[Opening RECORDS SUPPLIED section]
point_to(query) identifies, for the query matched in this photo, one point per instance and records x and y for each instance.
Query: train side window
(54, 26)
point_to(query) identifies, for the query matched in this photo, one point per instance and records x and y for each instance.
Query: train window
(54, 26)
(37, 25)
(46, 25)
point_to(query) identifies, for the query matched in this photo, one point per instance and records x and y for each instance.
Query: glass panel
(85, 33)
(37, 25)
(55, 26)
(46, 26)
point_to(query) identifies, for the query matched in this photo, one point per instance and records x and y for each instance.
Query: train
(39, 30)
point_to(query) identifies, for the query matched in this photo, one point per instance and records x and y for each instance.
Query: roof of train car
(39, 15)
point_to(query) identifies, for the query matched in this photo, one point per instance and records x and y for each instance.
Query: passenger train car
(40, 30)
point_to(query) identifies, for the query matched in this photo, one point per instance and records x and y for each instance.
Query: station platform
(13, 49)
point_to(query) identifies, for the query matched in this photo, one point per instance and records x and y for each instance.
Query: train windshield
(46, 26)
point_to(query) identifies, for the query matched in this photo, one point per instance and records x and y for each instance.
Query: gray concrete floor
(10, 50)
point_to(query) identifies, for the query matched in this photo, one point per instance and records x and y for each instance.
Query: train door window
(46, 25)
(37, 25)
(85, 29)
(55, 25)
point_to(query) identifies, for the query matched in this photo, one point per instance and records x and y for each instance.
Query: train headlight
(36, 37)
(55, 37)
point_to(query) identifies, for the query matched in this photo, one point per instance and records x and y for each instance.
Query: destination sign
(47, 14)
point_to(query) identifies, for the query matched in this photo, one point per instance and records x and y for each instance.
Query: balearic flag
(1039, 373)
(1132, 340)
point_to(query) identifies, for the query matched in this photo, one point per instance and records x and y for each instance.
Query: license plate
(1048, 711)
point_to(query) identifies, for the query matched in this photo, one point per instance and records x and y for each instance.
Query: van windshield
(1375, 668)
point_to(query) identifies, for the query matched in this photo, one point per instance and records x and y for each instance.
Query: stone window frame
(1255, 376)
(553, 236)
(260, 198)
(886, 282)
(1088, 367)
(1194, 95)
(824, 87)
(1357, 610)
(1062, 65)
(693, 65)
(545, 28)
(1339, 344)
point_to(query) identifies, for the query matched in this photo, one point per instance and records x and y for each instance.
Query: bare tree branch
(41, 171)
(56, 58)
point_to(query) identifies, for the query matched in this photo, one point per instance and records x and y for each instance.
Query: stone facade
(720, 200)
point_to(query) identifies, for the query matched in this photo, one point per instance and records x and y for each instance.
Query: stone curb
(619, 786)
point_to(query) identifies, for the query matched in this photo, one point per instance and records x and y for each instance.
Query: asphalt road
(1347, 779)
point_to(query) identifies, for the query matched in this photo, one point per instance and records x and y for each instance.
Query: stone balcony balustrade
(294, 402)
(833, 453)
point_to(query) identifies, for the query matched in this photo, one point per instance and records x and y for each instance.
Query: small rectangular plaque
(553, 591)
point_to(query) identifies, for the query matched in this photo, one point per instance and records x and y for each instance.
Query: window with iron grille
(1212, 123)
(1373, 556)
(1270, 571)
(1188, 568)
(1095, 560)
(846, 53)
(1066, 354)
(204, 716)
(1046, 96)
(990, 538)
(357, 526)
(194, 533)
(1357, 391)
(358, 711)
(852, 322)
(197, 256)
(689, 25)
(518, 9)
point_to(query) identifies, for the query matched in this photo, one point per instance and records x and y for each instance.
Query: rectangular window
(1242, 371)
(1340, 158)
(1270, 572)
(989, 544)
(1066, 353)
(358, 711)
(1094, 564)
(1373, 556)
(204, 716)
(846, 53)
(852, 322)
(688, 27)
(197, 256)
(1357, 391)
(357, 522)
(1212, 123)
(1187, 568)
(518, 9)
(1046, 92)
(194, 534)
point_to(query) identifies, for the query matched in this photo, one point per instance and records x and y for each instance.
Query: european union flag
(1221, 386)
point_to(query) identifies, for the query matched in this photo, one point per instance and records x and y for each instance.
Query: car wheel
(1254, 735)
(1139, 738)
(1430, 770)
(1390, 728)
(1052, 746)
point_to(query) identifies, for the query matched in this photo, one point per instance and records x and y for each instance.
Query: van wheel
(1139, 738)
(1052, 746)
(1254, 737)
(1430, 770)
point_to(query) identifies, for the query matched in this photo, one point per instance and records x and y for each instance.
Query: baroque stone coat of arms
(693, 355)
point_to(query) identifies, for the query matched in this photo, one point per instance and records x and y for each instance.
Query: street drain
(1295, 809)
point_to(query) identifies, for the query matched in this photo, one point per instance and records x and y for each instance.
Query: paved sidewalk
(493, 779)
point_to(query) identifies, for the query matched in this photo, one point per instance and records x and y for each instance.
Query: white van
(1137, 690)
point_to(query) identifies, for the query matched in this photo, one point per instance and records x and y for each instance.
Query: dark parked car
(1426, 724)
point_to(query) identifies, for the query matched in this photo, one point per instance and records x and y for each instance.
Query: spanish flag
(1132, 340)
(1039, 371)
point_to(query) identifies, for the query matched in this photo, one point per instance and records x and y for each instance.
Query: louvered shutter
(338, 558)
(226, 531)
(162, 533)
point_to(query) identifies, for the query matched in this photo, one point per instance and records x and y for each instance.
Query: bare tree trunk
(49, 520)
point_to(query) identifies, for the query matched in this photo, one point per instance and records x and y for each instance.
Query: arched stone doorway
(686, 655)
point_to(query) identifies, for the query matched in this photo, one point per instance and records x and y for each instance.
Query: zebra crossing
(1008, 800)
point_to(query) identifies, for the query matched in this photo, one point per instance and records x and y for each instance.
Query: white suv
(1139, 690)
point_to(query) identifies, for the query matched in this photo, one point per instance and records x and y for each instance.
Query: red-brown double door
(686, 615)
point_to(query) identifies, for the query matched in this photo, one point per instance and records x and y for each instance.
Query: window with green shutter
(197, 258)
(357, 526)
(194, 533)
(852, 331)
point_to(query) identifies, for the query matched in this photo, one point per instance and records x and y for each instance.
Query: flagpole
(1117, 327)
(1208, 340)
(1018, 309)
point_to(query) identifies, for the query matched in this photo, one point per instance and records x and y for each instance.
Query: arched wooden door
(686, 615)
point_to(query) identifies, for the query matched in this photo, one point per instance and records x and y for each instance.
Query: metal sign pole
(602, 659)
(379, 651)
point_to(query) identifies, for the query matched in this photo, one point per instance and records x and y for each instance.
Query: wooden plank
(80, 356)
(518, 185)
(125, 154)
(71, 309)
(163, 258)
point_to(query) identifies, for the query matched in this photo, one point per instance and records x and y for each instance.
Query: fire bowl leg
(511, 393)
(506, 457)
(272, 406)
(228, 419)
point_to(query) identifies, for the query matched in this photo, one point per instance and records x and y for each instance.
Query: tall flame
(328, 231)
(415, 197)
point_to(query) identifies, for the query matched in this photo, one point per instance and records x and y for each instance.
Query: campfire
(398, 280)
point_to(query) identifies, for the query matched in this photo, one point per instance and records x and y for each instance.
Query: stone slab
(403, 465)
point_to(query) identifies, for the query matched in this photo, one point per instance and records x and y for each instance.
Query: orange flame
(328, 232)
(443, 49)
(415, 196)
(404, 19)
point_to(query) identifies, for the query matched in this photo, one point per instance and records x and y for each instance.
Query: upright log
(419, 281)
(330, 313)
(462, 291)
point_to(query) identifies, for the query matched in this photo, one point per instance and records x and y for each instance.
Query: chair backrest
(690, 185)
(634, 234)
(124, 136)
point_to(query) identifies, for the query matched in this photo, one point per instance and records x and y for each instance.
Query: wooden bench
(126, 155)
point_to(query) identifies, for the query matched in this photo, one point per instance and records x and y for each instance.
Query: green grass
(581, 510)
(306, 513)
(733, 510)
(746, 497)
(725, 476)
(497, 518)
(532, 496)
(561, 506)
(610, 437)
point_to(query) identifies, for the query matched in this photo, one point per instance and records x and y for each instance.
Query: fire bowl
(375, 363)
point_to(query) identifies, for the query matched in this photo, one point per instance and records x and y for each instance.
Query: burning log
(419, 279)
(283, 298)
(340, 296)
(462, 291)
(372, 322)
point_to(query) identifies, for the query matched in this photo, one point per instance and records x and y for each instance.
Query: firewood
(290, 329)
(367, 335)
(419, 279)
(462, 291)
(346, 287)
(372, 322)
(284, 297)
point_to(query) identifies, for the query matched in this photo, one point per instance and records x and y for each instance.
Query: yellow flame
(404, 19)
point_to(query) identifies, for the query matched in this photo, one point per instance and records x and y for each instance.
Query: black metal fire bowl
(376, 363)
[Closing RECORDS SUPPLIED section]
» **TASK DIRECTIONS**
Each line from the one containing "Query: wooden bench" through the end of the material should be restated word for word; leave out every line before it.

» **EXERCISE ANSWER**
Query: wooden bench
(126, 155)
point_to(query) identifies, for the query matched in this photo, one point per instance and records x and y for each instance.
Query: green grass
(581, 510)
(306, 513)
(733, 510)
(746, 497)
(725, 476)
(497, 518)
(532, 496)
(561, 506)
(610, 437)
point_to(query) identifies, for the query matched in this photo, one point per instance and records x and y for each instance.
Query: fire bowl
(375, 363)
point_to(query) identifies, for the query matched in this photo, one point per instance and records x and y for each instance.
Query: burning log
(419, 279)
(283, 298)
(340, 296)
(462, 291)
(372, 322)
point_to(query) identifies, for the query matched in this photo, one point per instance and records x and y for each instance.
Query: firewood
(290, 329)
(367, 335)
(419, 279)
(462, 291)
(346, 287)
(372, 322)
(284, 297)
point_to(query) identifies, for the query matched in this photo, one point per instance and records x and y for each instance.
Query: yellow flame
(404, 19)
point_to(query) identifies, for the query matched in this photo, one point per instance and records x and y for each instance.
Query: black metal fire bowl
(376, 363)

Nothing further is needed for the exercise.